> _ENTRIES_:
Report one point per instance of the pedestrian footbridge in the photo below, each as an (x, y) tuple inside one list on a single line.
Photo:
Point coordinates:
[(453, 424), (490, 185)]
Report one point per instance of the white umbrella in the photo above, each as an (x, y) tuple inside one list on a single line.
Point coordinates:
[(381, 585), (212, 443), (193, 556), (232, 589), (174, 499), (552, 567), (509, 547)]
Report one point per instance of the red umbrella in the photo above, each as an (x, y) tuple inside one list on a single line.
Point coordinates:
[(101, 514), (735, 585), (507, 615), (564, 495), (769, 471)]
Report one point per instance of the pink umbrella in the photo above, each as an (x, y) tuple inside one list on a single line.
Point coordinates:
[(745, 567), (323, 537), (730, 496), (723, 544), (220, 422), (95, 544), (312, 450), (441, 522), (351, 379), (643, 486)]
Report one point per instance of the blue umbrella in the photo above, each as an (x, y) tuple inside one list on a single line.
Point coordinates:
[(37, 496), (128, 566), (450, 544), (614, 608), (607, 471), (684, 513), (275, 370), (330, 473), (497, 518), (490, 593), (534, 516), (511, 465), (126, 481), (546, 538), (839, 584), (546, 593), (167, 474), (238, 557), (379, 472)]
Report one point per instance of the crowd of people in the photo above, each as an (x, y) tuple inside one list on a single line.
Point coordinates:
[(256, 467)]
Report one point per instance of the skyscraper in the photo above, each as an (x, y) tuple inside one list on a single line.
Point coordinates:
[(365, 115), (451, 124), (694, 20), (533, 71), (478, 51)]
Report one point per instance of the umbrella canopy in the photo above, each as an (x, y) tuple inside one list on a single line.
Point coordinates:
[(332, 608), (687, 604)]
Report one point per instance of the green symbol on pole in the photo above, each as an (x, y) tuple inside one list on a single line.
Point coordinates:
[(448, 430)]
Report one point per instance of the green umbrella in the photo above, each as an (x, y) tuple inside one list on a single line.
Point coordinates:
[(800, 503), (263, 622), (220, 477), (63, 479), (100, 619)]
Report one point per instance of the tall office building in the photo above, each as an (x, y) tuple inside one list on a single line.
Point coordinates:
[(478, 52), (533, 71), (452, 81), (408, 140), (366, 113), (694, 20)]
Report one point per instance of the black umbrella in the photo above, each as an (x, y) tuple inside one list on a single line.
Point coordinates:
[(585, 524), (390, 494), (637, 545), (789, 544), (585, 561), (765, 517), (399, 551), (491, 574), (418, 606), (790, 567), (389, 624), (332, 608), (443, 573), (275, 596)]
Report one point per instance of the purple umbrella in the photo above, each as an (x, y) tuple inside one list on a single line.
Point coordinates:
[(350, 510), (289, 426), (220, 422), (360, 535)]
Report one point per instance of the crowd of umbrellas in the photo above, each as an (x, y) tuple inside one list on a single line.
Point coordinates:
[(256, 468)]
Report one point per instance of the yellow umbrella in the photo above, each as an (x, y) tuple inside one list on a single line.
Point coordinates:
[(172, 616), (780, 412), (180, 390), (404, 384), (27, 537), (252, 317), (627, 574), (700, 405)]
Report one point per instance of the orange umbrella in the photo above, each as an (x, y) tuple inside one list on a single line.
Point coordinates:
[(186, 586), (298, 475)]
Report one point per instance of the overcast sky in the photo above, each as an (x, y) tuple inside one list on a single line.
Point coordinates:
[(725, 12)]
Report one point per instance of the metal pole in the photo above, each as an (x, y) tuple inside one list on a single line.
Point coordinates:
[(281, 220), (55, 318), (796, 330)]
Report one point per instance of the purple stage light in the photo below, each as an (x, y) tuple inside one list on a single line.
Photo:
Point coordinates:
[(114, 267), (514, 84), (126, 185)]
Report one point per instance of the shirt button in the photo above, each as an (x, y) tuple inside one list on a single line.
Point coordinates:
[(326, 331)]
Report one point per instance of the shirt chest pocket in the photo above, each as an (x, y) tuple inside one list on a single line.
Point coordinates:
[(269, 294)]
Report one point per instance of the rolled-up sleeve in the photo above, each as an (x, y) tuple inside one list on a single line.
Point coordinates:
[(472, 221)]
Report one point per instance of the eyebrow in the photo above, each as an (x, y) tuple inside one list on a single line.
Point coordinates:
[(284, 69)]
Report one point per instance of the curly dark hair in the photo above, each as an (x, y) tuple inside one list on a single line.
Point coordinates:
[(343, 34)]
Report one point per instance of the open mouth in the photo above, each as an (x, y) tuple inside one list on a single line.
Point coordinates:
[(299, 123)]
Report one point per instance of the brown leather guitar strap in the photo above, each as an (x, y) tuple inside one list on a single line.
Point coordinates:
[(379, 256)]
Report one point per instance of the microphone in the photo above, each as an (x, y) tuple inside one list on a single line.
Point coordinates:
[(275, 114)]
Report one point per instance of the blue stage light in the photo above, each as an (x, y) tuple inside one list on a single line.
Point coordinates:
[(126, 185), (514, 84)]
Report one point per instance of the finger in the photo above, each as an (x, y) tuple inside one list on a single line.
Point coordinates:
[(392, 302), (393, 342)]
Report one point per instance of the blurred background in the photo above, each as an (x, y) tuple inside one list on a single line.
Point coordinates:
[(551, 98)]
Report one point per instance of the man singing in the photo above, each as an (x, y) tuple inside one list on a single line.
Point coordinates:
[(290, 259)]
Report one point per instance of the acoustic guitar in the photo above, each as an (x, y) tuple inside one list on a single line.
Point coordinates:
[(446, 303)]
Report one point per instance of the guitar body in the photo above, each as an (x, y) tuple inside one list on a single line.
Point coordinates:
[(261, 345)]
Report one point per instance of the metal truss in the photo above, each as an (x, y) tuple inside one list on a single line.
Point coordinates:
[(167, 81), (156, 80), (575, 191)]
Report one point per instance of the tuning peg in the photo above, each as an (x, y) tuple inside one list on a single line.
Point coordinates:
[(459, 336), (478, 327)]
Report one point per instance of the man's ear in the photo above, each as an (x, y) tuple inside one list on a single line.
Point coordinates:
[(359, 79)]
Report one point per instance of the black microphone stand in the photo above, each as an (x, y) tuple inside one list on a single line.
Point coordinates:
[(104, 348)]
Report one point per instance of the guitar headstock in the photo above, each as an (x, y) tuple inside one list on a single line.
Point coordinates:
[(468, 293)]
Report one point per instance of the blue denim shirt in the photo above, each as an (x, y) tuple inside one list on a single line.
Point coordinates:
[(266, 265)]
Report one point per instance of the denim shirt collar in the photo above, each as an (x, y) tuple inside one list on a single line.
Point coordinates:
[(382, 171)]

==

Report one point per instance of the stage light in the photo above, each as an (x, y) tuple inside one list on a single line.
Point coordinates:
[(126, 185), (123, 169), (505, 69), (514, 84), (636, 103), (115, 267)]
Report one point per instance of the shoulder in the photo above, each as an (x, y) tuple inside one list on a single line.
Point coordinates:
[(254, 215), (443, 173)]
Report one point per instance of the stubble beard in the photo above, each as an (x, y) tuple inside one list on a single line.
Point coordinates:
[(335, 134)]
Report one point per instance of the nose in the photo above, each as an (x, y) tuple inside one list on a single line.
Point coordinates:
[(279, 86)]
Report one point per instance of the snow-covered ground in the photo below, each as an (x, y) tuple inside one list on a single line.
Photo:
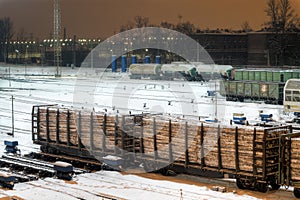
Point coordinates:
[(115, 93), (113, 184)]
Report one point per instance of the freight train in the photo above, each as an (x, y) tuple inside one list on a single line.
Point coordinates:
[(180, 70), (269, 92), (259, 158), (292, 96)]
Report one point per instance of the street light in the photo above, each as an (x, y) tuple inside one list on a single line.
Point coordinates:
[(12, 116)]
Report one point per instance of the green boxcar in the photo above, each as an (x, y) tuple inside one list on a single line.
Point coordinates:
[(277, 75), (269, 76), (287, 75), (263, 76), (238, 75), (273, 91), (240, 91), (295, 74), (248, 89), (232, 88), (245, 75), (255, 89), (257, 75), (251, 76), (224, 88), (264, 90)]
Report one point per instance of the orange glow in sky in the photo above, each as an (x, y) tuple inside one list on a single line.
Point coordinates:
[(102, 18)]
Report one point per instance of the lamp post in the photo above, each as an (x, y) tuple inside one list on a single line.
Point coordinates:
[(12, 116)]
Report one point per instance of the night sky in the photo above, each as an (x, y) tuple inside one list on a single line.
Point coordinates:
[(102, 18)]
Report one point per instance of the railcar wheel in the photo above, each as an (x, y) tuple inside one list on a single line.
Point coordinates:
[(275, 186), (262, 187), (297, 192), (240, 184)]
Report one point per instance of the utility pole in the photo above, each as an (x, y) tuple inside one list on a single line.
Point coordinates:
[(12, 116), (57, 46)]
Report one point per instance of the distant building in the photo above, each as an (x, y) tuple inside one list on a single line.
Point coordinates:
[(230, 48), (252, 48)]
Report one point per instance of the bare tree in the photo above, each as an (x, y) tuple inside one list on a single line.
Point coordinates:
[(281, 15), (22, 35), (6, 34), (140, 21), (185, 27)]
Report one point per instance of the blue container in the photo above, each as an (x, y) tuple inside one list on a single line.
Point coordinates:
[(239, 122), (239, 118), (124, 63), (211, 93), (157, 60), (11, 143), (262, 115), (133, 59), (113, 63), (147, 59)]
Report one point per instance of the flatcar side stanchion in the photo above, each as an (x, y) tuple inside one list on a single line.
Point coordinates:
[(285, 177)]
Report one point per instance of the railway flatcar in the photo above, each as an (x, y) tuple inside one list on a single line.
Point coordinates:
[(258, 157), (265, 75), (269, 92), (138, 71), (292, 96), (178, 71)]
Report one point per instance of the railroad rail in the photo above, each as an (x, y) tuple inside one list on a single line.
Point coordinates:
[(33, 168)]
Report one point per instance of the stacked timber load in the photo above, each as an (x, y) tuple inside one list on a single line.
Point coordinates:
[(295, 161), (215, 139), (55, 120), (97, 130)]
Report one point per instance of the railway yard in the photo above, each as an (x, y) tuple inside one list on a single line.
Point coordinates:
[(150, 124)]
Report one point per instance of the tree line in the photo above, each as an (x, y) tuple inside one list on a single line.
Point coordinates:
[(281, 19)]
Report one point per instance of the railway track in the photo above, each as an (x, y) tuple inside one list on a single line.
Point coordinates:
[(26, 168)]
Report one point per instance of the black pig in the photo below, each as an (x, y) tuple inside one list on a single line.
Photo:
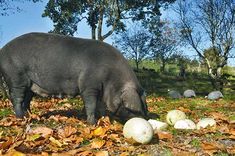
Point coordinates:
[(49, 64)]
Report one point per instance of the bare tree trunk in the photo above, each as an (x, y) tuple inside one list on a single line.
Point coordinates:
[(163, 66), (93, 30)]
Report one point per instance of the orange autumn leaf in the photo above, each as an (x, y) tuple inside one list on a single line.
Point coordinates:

> _AIM OF THE TASK_: Please reproduce only the lines of the records between the lines holding "Report one point per instance of the pedestrian" and "567), (509, 547)]", inclusive, keeping the requests as they are. Scale every point coordinate in the answers by 1.2 and round each result to a whole number, with halves rounded up.

> _EXERCISE ANSWER_:
Report one point per instance of the pedestrian footbridge in the photo below, each as an (x, y) tuple inside one list on a single line.
Photo:
Point coordinates:
[(544, 509), (588, 222)]
Report one point per instance of the white umbrella in the photo above, each as an (x, y) tuple inside one list on a single line.
Point coordinates:
[(457, 702), (254, 532), (232, 667), (278, 707), (209, 599), (662, 680), (611, 656)]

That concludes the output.